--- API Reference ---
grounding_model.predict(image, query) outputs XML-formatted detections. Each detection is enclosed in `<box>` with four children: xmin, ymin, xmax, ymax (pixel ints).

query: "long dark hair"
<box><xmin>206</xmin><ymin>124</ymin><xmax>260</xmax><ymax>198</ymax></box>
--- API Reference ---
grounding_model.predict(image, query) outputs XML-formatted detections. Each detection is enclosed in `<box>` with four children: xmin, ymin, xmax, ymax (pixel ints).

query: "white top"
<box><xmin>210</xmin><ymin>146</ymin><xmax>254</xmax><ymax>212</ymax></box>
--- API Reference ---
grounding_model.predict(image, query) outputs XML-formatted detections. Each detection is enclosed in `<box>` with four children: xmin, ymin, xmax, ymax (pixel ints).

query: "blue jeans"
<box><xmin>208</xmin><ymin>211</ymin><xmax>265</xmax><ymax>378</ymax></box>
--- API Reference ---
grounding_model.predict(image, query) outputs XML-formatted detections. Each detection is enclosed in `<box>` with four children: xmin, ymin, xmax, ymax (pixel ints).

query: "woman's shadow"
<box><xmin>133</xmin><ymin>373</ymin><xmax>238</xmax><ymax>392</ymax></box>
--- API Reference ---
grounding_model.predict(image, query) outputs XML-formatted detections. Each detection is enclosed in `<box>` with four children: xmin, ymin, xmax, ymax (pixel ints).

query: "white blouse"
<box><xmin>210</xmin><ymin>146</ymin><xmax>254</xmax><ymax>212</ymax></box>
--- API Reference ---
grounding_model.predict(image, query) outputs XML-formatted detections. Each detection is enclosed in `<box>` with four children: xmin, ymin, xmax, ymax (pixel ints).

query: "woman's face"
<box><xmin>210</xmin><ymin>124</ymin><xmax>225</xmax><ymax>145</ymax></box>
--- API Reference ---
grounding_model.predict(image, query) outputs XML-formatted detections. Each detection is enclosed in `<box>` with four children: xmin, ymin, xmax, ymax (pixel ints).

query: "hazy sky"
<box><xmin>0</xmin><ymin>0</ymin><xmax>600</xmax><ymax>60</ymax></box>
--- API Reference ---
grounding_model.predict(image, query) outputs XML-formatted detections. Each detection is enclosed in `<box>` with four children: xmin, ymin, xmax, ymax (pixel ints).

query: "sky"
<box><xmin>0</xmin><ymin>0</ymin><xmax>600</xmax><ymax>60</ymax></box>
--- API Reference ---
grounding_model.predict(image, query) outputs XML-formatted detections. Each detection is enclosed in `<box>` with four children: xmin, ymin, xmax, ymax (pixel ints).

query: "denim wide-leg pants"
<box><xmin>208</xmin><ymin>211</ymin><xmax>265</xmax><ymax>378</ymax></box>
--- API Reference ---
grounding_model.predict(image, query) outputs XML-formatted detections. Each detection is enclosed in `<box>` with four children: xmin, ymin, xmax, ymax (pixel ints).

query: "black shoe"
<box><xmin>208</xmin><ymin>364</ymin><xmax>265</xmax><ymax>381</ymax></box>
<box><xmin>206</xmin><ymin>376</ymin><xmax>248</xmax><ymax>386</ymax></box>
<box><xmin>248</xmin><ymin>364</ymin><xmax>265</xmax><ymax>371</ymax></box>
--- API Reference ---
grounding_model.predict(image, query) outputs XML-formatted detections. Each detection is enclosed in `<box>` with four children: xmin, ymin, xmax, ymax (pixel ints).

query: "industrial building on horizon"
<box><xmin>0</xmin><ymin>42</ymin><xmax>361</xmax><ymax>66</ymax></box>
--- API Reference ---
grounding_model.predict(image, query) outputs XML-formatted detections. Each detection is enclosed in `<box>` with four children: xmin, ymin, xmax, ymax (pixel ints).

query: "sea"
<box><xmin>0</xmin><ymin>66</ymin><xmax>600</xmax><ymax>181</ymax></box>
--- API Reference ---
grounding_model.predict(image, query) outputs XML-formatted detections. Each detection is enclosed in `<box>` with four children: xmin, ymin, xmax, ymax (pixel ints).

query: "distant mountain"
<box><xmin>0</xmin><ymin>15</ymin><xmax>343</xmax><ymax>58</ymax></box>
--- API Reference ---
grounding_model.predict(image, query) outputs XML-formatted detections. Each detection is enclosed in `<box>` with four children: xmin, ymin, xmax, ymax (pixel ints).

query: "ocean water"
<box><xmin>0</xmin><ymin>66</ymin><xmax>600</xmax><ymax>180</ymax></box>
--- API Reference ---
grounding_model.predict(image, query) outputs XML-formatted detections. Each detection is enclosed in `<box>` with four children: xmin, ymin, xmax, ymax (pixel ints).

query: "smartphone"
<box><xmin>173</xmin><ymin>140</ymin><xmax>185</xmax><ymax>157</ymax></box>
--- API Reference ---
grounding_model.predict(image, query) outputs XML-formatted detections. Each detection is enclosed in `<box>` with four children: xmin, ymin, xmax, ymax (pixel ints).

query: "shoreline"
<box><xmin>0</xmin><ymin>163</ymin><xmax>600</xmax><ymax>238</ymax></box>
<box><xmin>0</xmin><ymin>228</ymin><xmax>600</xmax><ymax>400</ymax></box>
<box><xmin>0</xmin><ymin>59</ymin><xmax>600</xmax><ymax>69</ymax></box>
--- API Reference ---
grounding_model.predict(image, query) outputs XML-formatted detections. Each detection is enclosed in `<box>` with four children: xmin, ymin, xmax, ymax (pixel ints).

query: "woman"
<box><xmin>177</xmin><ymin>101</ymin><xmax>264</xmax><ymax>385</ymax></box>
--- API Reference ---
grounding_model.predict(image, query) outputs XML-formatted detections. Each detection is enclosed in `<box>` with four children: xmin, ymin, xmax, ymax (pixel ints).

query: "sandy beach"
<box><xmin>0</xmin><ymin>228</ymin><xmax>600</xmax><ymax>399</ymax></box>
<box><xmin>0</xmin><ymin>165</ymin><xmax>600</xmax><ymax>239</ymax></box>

- **What you will do**: Collect every line of the rows above that contains the string "woman". Case counts.

- **Answer for the task**:
query: "woman's shadow"
query: "woman's face"
query: "woman"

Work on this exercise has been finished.